For the listing below, output exactly the lines from the line with "point(20, 207)" up to and including the line with "Target: white car", and no other lines.

## Records provided
·····

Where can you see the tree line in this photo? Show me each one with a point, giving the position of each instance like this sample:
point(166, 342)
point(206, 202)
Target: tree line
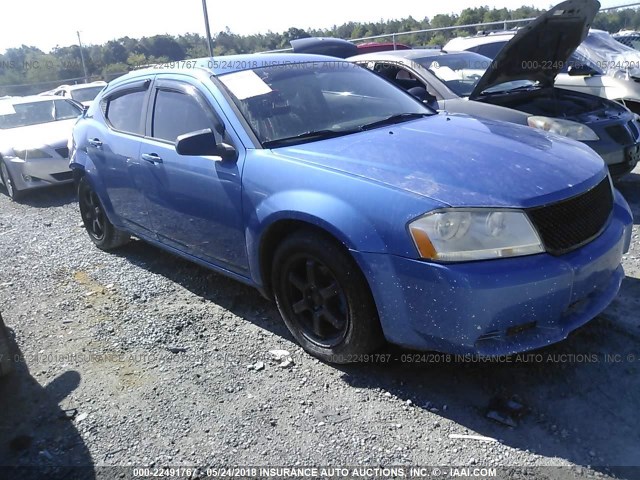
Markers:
point(28, 70)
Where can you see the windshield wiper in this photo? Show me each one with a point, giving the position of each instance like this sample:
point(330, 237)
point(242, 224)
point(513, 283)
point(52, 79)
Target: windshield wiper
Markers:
point(398, 118)
point(310, 135)
point(508, 90)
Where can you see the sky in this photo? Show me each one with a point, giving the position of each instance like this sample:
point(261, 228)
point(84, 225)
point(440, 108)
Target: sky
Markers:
point(47, 24)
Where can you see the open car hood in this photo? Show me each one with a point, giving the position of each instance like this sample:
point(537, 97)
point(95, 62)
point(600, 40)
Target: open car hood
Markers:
point(539, 50)
point(612, 56)
point(333, 47)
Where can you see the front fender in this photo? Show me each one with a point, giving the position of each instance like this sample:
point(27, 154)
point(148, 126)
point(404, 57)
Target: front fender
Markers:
point(82, 166)
point(324, 211)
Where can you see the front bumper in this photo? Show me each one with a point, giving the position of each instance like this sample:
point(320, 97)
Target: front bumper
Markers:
point(38, 172)
point(498, 307)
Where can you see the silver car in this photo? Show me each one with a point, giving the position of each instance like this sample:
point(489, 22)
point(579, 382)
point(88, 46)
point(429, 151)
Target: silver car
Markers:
point(600, 66)
point(34, 132)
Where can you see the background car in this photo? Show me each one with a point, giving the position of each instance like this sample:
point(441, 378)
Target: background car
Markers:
point(366, 215)
point(596, 67)
point(34, 132)
point(518, 85)
point(630, 38)
point(83, 93)
point(372, 47)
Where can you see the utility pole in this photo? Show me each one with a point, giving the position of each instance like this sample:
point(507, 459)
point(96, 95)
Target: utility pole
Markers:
point(84, 67)
point(206, 26)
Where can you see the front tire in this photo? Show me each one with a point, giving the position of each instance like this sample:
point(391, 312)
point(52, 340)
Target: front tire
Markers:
point(100, 229)
point(9, 184)
point(324, 298)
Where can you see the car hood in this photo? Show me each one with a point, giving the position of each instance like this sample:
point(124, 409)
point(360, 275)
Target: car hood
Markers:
point(34, 136)
point(540, 49)
point(616, 59)
point(334, 47)
point(462, 161)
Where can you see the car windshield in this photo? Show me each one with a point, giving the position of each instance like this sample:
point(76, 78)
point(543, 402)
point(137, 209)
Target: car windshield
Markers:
point(86, 94)
point(461, 72)
point(14, 115)
point(286, 104)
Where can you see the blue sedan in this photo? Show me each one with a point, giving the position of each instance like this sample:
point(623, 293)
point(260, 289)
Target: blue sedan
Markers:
point(366, 215)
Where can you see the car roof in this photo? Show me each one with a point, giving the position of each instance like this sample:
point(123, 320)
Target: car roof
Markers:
point(79, 86)
point(229, 64)
point(408, 54)
point(31, 99)
point(482, 38)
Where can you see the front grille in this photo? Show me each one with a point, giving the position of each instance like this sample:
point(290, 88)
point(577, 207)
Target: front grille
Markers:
point(620, 134)
point(61, 177)
point(63, 152)
point(569, 224)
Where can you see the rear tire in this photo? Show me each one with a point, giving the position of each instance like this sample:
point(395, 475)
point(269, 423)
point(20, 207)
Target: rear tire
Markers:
point(324, 298)
point(100, 229)
point(9, 184)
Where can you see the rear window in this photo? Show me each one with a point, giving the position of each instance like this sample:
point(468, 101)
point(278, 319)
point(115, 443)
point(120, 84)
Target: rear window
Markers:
point(85, 94)
point(124, 111)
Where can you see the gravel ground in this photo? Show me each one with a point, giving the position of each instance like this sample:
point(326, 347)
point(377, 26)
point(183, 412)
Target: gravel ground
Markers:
point(139, 358)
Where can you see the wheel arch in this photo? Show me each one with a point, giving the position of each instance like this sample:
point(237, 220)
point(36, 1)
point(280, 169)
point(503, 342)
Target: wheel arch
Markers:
point(319, 212)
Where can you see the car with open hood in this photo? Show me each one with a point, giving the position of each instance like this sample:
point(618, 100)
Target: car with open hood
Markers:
point(518, 85)
point(600, 66)
point(365, 214)
point(34, 132)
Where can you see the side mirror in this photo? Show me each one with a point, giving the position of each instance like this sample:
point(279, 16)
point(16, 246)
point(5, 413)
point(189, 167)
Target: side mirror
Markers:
point(203, 143)
point(431, 101)
point(581, 71)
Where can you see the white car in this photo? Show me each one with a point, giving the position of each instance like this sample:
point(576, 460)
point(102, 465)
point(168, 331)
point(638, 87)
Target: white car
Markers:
point(83, 93)
point(590, 69)
point(34, 132)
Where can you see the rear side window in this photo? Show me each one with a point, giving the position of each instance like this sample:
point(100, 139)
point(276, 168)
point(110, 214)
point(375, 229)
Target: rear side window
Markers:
point(124, 112)
point(176, 113)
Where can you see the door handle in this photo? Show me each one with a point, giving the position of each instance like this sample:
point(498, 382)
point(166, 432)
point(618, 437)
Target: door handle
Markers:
point(151, 158)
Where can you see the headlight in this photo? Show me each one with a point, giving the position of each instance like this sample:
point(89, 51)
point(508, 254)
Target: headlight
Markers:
point(35, 153)
point(456, 235)
point(566, 128)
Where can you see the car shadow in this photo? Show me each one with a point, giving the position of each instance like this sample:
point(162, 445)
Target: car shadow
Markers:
point(580, 396)
point(55, 196)
point(629, 186)
point(37, 438)
point(208, 285)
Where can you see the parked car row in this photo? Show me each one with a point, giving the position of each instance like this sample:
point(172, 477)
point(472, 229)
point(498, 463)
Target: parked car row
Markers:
point(520, 77)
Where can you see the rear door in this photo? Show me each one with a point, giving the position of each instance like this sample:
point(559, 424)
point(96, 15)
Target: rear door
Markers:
point(114, 147)
point(195, 202)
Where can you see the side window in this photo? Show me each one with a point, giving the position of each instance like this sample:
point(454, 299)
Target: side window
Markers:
point(124, 111)
point(176, 113)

·····

## Task answer
point(20, 207)
Target: rear tire
Markers:
point(324, 298)
point(100, 229)
point(9, 184)
Where can you see the rear window in this photo? Show me each one with a point, giving the position of each instance like this sample:
point(468, 101)
point(278, 319)
point(115, 443)
point(120, 84)
Target: rear window
Markers:
point(85, 94)
point(124, 111)
Where can you see the gravel ground in this photo? Show me each one with a point, giving the position of each instance like this sample:
point(326, 347)
point(377, 26)
point(183, 412)
Target: gravel ground
Markers:
point(139, 358)
Where can you see the wheel arch in this photo? Show me each one with a point, giving the position of each instance like this sample:
point(237, 220)
point(36, 1)
point(280, 169)
point(503, 342)
Target: wheel arch
Markers:
point(319, 212)
Where can you see the car with open hood in this photo? Show me each one with a point, giving the position of each instance like this sample:
point(618, 100)
Target: car with open hood
Markers:
point(518, 85)
point(600, 66)
point(365, 214)
point(34, 132)
Where can you see the side mirror in this photo? Show me each one with a point, giving the position of each instance like this sample:
point(279, 16)
point(16, 246)
point(5, 413)
point(189, 167)
Target: side mirror
Markers:
point(203, 143)
point(431, 101)
point(581, 71)
Where can you see the white car in this photo? Show me each one with a point, giving the position of each instance like this sample:
point(576, 460)
point(102, 465)
point(168, 331)
point(638, 87)
Target: white car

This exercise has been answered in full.